[begin Data for this task]

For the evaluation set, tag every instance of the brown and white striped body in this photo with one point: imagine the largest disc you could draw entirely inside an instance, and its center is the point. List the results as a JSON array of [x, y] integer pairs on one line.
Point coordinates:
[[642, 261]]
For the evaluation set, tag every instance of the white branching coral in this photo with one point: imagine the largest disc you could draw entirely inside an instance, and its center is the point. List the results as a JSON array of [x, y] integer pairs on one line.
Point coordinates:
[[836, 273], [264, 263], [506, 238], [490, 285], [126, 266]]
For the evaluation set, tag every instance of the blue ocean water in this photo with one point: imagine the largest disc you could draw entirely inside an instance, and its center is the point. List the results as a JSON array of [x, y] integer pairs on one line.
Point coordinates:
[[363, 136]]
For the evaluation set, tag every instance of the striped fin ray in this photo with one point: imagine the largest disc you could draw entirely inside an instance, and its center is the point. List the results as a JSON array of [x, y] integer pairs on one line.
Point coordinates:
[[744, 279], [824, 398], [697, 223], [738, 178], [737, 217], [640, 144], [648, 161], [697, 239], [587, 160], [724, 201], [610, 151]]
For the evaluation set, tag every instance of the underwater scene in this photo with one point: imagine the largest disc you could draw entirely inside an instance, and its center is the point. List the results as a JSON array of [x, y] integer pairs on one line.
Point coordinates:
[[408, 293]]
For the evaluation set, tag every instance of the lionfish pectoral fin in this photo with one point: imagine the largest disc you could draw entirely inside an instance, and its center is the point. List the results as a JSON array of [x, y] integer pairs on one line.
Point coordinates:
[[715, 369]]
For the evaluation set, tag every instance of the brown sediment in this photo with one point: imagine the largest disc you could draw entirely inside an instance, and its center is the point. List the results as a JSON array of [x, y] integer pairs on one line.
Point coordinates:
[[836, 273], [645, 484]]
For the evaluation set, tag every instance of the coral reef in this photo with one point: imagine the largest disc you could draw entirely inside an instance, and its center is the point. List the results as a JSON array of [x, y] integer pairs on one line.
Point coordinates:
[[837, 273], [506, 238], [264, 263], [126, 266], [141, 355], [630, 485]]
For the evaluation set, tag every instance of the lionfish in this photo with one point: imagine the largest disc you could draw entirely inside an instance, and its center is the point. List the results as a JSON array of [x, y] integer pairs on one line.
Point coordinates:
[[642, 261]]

[end Data for this task]

Reproduce the material from the line with "For the evaluation set, tag every instance of the white" to the line with "[[363, 136]]", both included, leaving every line unchanged except that each point coordinate is raised by 56.

■ Worked answer:
For the evaluation set, tag every instance of the white branching coral in this photo with one point: imagine the largest disc you could draw entirely inside an instance, and its center is the point. List the results as a JSON array of [x, y] integer pairs on one line.
Point coordinates:
[[892, 329], [320, 319], [562, 294], [546, 341], [182, 322]]
For the evaluation set, tag every instance of the blue ocean water in this photo with one point: imagine the largest disc you could draw entirely inside an instance, and its center is the point. List the results as a JSON array of [x, y] integer pairs on one line.
Point coordinates:
[[419, 192]]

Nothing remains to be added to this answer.